The answer must be an exact reproduction of all the entries.

[[ Records for this exercise, beginning ]]

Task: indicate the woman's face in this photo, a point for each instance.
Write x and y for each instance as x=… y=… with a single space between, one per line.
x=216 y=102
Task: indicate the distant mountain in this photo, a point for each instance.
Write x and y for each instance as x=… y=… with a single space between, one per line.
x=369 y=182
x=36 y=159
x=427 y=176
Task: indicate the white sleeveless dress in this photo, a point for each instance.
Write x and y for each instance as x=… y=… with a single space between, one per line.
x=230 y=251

[[ Records for this exercise, end ]]

**Solution:**
Task: indicate the woman's face in this photo, a point for each instance.
Write x and y for each instance as x=… y=… with a single space between, one per line.
x=216 y=102
Task: indicate the distant mountain in this photo, a point for each instance.
Write x and y for each instance as x=… y=… with a single space between, one per line.
x=369 y=182
x=36 y=159
x=427 y=176
Task: indicate the white sleeveless dress in this photo, a point for each instance.
Write x and y for each instance as x=… y=… with a single space between, one per line.
x=230 y=251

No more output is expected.